▸ **Data records**:
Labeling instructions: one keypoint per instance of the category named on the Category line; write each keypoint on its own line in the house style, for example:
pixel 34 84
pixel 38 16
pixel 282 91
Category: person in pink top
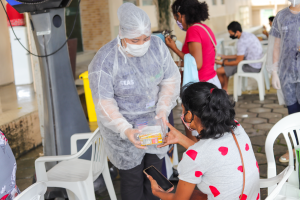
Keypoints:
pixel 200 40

--

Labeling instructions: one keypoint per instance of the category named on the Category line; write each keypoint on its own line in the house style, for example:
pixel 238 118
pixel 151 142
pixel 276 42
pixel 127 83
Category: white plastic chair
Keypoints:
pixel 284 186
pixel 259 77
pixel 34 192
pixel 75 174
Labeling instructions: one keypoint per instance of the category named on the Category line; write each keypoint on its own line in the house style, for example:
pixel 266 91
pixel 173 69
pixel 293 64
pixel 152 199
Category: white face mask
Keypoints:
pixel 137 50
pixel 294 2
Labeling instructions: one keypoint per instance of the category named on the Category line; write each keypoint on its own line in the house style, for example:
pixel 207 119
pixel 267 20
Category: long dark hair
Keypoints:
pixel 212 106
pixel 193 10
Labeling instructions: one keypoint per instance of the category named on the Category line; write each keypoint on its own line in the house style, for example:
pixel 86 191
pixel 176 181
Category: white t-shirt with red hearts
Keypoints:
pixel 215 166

---

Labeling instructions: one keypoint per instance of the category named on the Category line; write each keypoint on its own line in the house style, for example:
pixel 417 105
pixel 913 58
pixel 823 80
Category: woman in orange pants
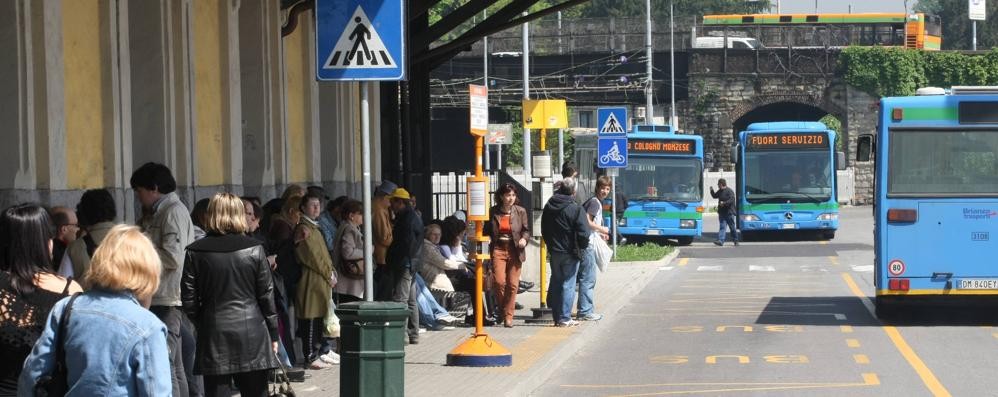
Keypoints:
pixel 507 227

▸ **Work to complete**: Filter the entries by the string "white" and copy each matching line.

▸ **Answer to this task**:
Category: white plastic chair
Category: white face mask
Category: white t-shirt with red hearts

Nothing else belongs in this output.